• _Task to carry out_
Retyping the records exactly, down to the last line, is the whole job.

***

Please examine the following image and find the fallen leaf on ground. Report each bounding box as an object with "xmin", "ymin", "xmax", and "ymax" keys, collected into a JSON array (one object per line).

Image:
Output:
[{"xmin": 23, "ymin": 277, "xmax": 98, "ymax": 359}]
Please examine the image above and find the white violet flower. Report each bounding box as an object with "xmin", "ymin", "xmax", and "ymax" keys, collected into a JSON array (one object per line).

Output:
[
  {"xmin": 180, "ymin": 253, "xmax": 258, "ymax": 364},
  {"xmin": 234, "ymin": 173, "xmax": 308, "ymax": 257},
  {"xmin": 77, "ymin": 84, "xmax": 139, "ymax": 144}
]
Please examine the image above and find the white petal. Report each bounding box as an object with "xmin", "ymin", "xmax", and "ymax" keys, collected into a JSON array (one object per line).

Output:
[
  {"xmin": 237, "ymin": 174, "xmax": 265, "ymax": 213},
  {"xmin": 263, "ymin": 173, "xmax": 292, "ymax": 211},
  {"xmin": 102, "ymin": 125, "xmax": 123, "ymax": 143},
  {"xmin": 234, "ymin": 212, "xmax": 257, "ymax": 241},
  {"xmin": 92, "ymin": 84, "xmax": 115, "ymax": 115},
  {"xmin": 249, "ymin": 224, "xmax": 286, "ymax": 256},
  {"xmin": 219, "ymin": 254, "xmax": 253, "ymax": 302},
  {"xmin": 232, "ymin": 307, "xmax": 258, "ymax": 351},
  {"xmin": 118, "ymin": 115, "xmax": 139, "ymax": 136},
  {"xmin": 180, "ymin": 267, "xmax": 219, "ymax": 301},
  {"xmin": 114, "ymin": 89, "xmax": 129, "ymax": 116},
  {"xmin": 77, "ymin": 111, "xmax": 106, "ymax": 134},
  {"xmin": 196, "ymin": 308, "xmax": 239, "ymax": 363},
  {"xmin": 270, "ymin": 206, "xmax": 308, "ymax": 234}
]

***

• _Written response_
Please examine the following image and find the fallen leaf on ground. Report each bounding box as an object with "xmin", "ymin", "xmax", and "ymax" keys, collected into a JSON array (one object per line).

Image:
Output:
[{"xmin": 23, "ymin": 277, "xmax": 98, "ymax": 359}]
Please examine the image above and find the white violet flower. Report each bounding box as an object with "xmin", "ymin", "xmax", and "ymax" keys, collected into a JSON array (one object per line).

Output:
[
  {"xmin": 180, "ymin": 253, "xmax": 258, "ymax": 364},
  {"xmin": 234, "ymin": 173, "xmax": 308, "ymax": 257},
  {"xmin": 77, "ymin": 84, "xmax": 139, "ymax": 144}
]
Please examine the image above and find the white petal. Report each bounding box as an object with "xmin", "ymin", "xmax", and "ymax" keys, collected into a JSON array (one object per line).

Output:
[
  {"xmin": 237, "ymin": 174, "xmax": 265, "ymax": 213},
  {"xmin": 263, "ymin": 173, "xmax": 292, "ymax": 211},
  {"xmin": 102, "ymin": 125, "xmax": 123, "ymax": 143},
  {"xmin": 234, "ymin": 212, "xmax": 257, "ymax": 241},
  {"xmin": 92, "ymin": 84, "xmax": 115, "ymax": 115},
  {"xmin": 249, "ymin": 224, "xmax": 286, "ymax": 256},
  {"xmin": 219, "ymin": 254, "xmax": 253, "ymax": 302},
  {"xmin": 232, "ymin": 307, "xmax": 258, "ymax": 351},
  {"xmin": 118, "ymin": 115, "xmax": 139, "ymax": 136},
  {"xmin": 180, "ymin": 267, "xmax": 219, "ymax": 301},
  {"xmin": 114, "ymin": 89, "xmax": 129, "ymax": 116},
  {"xmin": 77, "ymin": 111, "xmax": 106, "ymax": 134},
  {"xmin": 196, "ymin": 308, "xmax": 239, "ymax": 363},
  {"xmin": 270, "ymin": 206, "xmax": 308, "ymax": 234}
]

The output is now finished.